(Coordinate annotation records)

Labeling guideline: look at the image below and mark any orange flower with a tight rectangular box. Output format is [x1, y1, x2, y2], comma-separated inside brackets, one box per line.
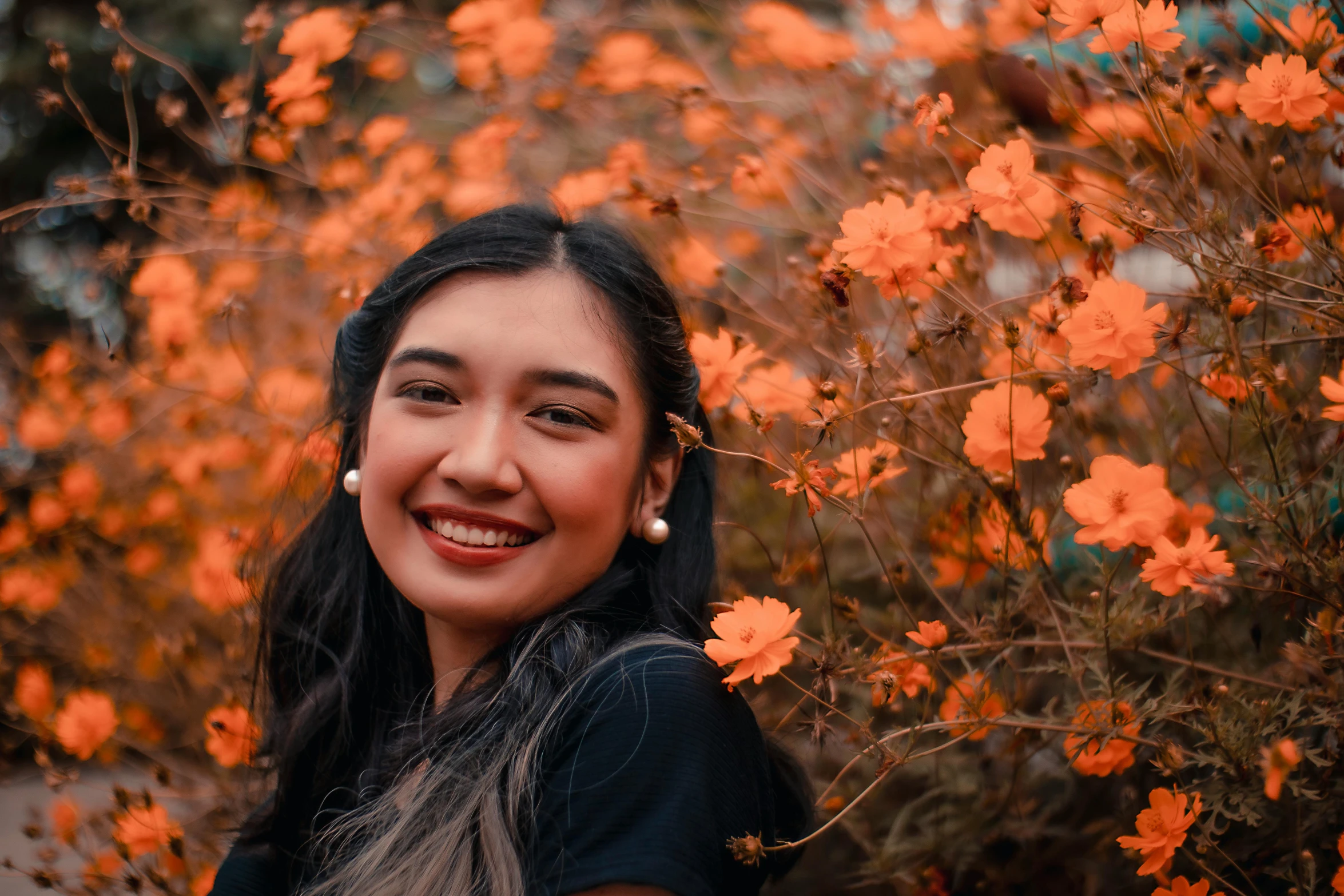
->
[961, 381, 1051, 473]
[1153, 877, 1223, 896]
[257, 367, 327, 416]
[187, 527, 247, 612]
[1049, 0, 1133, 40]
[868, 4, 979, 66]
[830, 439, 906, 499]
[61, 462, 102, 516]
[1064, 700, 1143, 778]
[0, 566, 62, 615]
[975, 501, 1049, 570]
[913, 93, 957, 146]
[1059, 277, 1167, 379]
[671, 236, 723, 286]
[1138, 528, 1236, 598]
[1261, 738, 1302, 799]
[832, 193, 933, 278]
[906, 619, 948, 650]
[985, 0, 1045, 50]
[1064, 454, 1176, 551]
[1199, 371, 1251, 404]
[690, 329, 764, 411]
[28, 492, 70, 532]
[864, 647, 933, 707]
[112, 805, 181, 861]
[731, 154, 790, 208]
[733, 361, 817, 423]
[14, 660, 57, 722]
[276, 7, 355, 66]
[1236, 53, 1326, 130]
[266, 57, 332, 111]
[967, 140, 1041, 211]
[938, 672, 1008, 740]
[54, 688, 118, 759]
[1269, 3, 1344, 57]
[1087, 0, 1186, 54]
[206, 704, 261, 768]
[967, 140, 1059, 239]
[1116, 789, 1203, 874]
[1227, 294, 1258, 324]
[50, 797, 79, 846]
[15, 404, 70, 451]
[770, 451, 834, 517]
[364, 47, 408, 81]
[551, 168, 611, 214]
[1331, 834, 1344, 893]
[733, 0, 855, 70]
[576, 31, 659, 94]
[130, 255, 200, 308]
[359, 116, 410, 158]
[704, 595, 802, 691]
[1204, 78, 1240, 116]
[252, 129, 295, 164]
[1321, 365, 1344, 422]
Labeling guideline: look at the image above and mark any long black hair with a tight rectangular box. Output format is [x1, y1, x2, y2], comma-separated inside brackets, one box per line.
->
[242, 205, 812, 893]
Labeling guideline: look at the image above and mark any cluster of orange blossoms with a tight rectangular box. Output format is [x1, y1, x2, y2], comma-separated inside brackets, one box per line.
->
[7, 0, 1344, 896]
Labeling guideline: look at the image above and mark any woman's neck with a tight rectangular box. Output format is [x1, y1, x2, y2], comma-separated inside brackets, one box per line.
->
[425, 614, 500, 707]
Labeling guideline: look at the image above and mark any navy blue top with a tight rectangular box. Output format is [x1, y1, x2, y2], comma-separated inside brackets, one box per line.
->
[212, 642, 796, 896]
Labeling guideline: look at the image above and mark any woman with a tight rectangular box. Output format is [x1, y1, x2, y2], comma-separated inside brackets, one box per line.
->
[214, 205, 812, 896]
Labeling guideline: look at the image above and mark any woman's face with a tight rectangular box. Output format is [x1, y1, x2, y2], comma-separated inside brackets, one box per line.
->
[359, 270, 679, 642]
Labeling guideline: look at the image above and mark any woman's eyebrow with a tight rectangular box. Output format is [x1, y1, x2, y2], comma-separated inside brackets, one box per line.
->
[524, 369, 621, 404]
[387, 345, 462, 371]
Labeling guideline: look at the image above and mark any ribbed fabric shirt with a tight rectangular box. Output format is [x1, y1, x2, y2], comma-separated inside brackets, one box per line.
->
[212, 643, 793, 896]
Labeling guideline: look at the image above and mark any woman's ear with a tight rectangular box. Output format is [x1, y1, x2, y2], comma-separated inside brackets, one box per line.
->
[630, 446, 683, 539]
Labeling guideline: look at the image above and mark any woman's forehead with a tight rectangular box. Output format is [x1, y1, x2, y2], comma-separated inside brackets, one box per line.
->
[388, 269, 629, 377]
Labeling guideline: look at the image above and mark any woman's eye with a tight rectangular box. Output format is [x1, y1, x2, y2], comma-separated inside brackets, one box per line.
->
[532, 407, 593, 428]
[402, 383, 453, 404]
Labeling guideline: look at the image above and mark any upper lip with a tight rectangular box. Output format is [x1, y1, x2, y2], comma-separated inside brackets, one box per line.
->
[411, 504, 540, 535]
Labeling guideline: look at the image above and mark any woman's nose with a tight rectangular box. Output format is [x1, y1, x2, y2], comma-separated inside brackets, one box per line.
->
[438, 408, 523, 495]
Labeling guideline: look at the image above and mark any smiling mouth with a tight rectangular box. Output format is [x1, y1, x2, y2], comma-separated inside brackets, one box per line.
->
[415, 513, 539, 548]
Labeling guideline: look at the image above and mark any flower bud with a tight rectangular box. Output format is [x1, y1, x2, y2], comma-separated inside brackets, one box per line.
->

*STATED EXERCISE:*
Copy every one of the records above word for word, leaving out the pictures.

*RESULT FOR THIS TASK:*
Labeling guideline: look at the image below and mark any orange flower with a tight rectangular box. Output format is [x1, y1, x2, y2], comma-separated inside brackets, one box per line.
->
[961, 381, 1051, 473]
[1153, 877, 1223, 896]
[257, 367, 327, 416]
[187, 527, 247, 612]
[1049, 0, 1133, 40]
[868, 4, 979, 66]
[830, 439, 906, 499]
[61, 462, 102, 516]
[1064, 700, 1143, 778]
[0, 566, 62, 615]
[975, 501, 1049, 570]
[913, 93, 957, 146]
[1059, 277, 1167, 379]
[671, 236, 723, 286]
[1138, 528, 1236, 598]
[1261, 738, 1302, 799]
[832, 193, 933, 278]
[906, 619, 948, 650]
[985, 0, 1045, 50]
[1064, 454, 1176, 551]
[1199, 371, 1251, 404]
[690, 329, 764, 411]
[28, 492, 70, 532]
[864, 647, 933, 707]
[112, 805, 181, 861]
[731, 154, 790, 208]
[733, 361, 817, 423]
[14, 660, 57, 722]
[276, 7, 355, 66]
[1236, 53, 1326, 130]
[266, 57, 332, 111]
[967, 140, 1041, 211]
[938, 672, 1008, 740]
[54, 688, 118, 759]
[1269, 3, 1344, 57]
[1087, 0, 1186, 54]
[206, 704, 261, 768]
[967, 140, 1059, 239]
[1116, 789, 1203, 874]
[1227, 294, 1258, 324]
[50, 797, 79, 846]
[15, 404, 70, 451]
[770, 451, 834, 517]
[364, 47, 408, 81]
[551, 168, 611, 214]
[1331, 834, 1344, 893]
[733, 0, 855, 70]
[576, 31, 659, 94]
[130, 255, 200, 308]
[359, 116, 410, 158]
[704, 595, 802, 691]
[1204, 78, 1240, 116]
[252, 129, 295, 164]
[1321, 365, 1344, 422]
Labeling guideline: look at the image above and mark any long black hair with a tight rectangular box. Output format is [x1, y1, x2, y2], comma-separated inside brackets, one box per line.
->
[242, 205, 812, 893]
Labeling guideline: look at the image above and mark any cluster of orange blossoms with a tight rectangular box. Output format is [x1, y1, x2, y2], comma-separated inside brackets, one box per line.
->
[7, 0, 1344, 896]
Labeling guideline: look at the image above and mark any woman's neck with a tight rectangular box. Output format is [x1, y1, x2, y2], comma-separated inside brackets, one box per line.
->
[425, 614, 500, 707]
Labeling guideline: look at the image above and mark any navy blue top with a tight rectangular box. Output format is [x1, y1, x2, y2], comma-separated inside brackets, one box per line.
->
[212, 642, 796, 896]
Labeling guideline: look at the image above and mark any woman with a tight rectangular box. Output format is [x1, y1, x2, y2], comma-separated inside brackets, one box per line.
->
[214, 205, 812, 896]
Labeling guideline: look at the image above and mark any woman's face with a tight rectangular box. Output format is [x1, y1, x2, y2], comma-separated inside brackets, one box per line.
->
[359, 270, 679, 642]
Labeling guideline: look at the image above and mark any woman's eyebrow with a tight rectangular box. Output format is [x1, y1, x2, y2], comma-separated inside brackets, one box per line.
->
[524, 369, 621, 404]
[387, 345, 462, 371]
Labeling guideline: look at the image above and mark any ribbed fabric shirt with a tight rectangular box. Output format is [x1, y1, x2, y2], comma-separated inside brackets, one box per line.
->
[212, 643, 793, 896]
Labeling guideline: look at the image above and mark any woman's ear with a tight rectangular box. Output format is [x1, y1, x2, y2], comma-separated inside brackets, one box per line.
->
[630, 446, 683, 539]
Labeling guideline: look at the image above and mark any woman's forehead with a tight rectangular box. Output format is [x1, y1, x2, y2], comma-separated inside brackets, one box per line.
->
[388, 269, 629, 377]
Labeling guideline: look at the image above and mark any woman's eye with a tight rectangular box. Output format is [x1, y1, x2, y2], comma-separated inside brackets, one box per line.
->
[532, 407, 593, 428]
[402, 383, 453, 404]
Labeling guideline: look at the image above and mark any upper lip with a tight rectangular box. Output format is [x1, y1, x2, y2], comma-separated inside brackets, one box per line.
->
[411, 504, 540, 535]
Labeling guideline: look at the image above and mark any woman's nose with a tight rectangular box. Output format is [x1, y1, x2, y2], comma-separated inside brackets, one box per line.
->
[438, 408, 523, 495]
Labeling guideline: look at the image above and mark any smiling mouth with a tight rectangular box. Output format is [x1, y1, x2, y2], comma-separated inside brackets, one box per line.
->
[415, 513, 539, 548]
Labeling guideline: look at the image above and mark any flower bud with a tight rectangular box. Output format is [x1, y1, x2, y2], comma-separated inside brackets, one box per line.
->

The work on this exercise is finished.